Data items
========
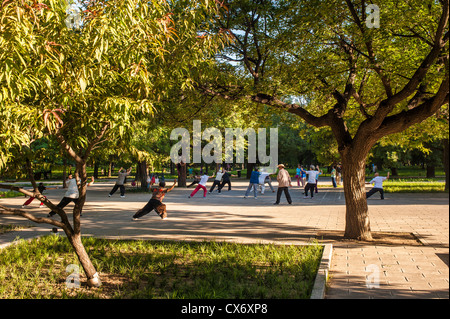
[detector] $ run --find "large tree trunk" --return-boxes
[70,162,101,287]
[66,231,101,287]
[341,150,372,241]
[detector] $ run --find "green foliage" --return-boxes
[0,0,229,170]
[0,236,322,299]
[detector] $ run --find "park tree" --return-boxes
[0,0,229,286]
[202,0,449,240]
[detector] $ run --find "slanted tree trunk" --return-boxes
[341,150,372,241]
[442,138,450,191]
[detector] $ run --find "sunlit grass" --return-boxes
[0,236,322,299]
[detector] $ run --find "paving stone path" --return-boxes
[0,179,449,299]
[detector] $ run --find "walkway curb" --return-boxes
[310,244,333,299]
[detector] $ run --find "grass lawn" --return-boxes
[0,235,323,299]
[383,179,445,193]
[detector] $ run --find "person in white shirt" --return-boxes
[189,174,214,198]
[209,169,223,194]
[259,169,275,194]
[366,172,389,199]
[304,165,319,199]
[47,174,94,217]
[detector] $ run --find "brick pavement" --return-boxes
[0,182,449,299]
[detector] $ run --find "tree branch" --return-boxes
[0,205,66,229]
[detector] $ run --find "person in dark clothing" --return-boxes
[187,172,200,187]
[133,179,177,220]
[219,169,236,193]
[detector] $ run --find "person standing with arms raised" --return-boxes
[108,167,131,198]
[274,164,292,205]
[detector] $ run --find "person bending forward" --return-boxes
[133,179,177,220]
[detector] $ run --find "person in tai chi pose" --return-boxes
[133,179,177,220]
[273,164,292,205]
[366,172,389,199]
[188,174,214,198]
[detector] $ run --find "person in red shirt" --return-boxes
[133,179,177,220]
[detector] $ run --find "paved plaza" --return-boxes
[0,179,449,299]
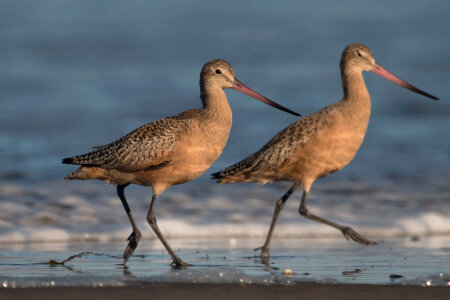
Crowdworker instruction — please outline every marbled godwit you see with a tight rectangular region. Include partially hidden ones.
[62,59,298,266]
[212,44,439,257]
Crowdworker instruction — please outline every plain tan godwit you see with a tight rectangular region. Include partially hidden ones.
[212,44,439,257]
[62,59,298,266]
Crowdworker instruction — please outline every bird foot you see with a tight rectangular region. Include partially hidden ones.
[123,230,142,264]
[253,246,270,258]
[170,257,193,269]
[342,227,376,246]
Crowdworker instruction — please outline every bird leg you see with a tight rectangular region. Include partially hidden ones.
[298,191,376,246]
[117,184,142,264]
[147,194,192,267]
[253,183,297,258]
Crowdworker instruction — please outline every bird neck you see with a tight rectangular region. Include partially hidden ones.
[342,68,370,107]
[200,85,232,122]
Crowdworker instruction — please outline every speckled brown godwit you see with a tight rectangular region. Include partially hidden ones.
[62,59,298,266]
[212,44,439,257]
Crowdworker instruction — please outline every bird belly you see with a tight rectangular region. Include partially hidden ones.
[290,122,365,182]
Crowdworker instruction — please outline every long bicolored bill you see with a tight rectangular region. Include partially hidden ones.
[370,64,439,100]
[232,78,301,117]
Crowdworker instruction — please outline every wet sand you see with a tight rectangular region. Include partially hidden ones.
[0,283,450,300]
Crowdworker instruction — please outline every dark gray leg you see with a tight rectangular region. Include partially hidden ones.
[298,191,376,246]
[253,183,298,257]
[117,184,142,264]
[147,195,192,267]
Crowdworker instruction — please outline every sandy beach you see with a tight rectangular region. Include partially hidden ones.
[0,283,449,300]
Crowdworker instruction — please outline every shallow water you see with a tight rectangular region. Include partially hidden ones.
[0,0,450,284]
[0,237,450,287]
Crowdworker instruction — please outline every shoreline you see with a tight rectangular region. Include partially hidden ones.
[0,283,449,300]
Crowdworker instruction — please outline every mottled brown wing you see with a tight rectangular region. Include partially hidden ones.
[63,116,189,171]
[212,110,328,181]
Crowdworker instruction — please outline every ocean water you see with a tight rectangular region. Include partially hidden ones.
[0,0,450,284]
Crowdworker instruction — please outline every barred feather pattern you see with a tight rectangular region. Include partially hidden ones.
[63,109,199,171]
[212,107,331,182]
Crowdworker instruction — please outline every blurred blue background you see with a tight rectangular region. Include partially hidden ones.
[0,0,450,191]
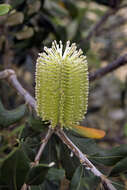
========
• What this task involves
Swap every "--return-boxes" in the data items above for "--return-regions", keep everything else the same, and leave the pictures out of your answer.

• Response below
[detector] $ run --find "large tree trunk" --return-regions
[70,162,101,287]
[66,231,101,287]
[341,150,372,241]
[detector] $ run --find "green foliage" --return-regions
[0,0,229,170]
[0,236,322,299]
[detector] $ run --find "park tree" --return-regions
[0,0,229,286]
[202,0,449,240]
[detector] $ run --find "slanted tree trunk" --return-regions
[341,150,372,241]
[442,138,450,191]
[detector] $ run --find "sunlit grass" --return-regions
[0,236,322,299]
[detector] $ run --find "paving stone path" --return-regions
[0,179,449,299]
[detector] $ run --find "walkway curb" --return-regions
[310,244,333,299]
[detector] $ run --find "grass lawn" --return-regions
[0,235,323,299]
[383,179,445,193]
[detector] $ run --find "person in white shirt" --return-regions
[189,174,214,198]
[209,169,223,194]
[259,169,275,194]
[366,172,389,199]
[304,165,319,199]
[47,174,94,217]
[detector] $ run --find "brick pavement" --return-regions
[0,182,449,299]
[detector] $ run --find "tree branch" --return-regions
[0,205,66,229]
[detector] $ run --find "person in dark clothing" --return-regions
[187,172,200,187]
[133,179,177,220]
[219,169,236,193]
[detector] $ run --find "person standing with arms raised" --return-regions
[108,167,131,198]
[274,164,292,205]
[detector] $ run --find "person bending forward" --return-regions
[133,179,177,220]
[detector] $ run --find "person in tai chi pose" --return-regions
[133,179,177,220]
[273,164,292,205]
[366,172,389,199]
[188,174,214,198]
[detector] $ run --find "person in red shirt" --return-regions
[133,179,177,220]
[detector] $ run --find "paved plaza" --return-regions
[0,179,449,299]
Crowdworker instruction — please outline every marbled godwit you see with a tight rectangular region. Include partially hidden ones.
[62,59,298,266]
[212,44,439,257]
Crowdworker instruction — please outline every plain tan godwit you see with a tight rectangular region. Include partially hidden ones.
[212,44,439,257]
[62,59,298,266]
Crowdworker instruction — please outline every bird foot you see with a tight rectangular region. Include partially hidden ones.
[123,230,142,264]
[253,246,270,258]
[170,257,193,269]
[342,227,376,246]
Crowdworker instruction — please outline every bird leg you see with a tight rectangular region. Include partially hidden ones.
[298,191,376,246]
[117,184,142,264]
[147,194,192,267]
[253,183,297,258]
Crowdworker instruction — please outline every bird neck you see with a tight rectangular region. Include partially hidden ones.
[342,68,370,107]
[200,85,232,122]
Crowdworker instruction — please outline every speckled brown godwit you see with a tight rectangular region. Include partially hidden ones.
[62,59,298,266]
[212,44,439,257]
Crowdworker instruction — please outline every bird belly you see with a tight rectangular region. Include partially hidden ones.
[290,122,365,182]
Crowdworker instruction — please outline every long bicolored bill you see with a tight rectangular region. Include partially hidden ones.
[370,64,439,100]
[232,78,301,117]
Crowdworker instruction — please outline every wet sand you see with a tight rectangular region. Include partially hidden ones.
[0,283,450,300]
Crowdworker instruction — please outline every dark gray leg you see with a tight rectangular region. Include partially hidden ones.
[298,191,376,246]
[253,183,298,257]
[117,184,142,264]
[147,195,192,267]
Crowdworker instruction — please outline every sandy beach you see with a tight rectangular region. Include partially hidden ones.
[0,283,449,300]
Crowdworker instruction — please outline every shallow water you see with a tight rectangular region. Include partially hidden ones.
[0,0,450,284]
[0,237,450,287]
Crowdworker instruction — please outline every shoreline you see with a tight rectangular region. Include partially hidden ones.
[0,283,449,300]
Crowdworker instruction — please outline every mottled brown wing you see with a tight rectangular region. Include partially hidden ones.
[63,116,189,171]
[212,110,328,181]
Crowdworker instruction — please outline every ocean water you see with a tight rectangular region. Include partially hidden ones.
[0,0,450,284]
Crowdworker instruction — please outline every barred feather pattern you see with a tight rectangular region. Include partially hidden ones.
[63,109,199,171]
[212,107,331,182]
Crowdworker instruction — please outline every blurred blue background you see with a tight rectangular region. Include partially hidden ones.
[0,0,450,191]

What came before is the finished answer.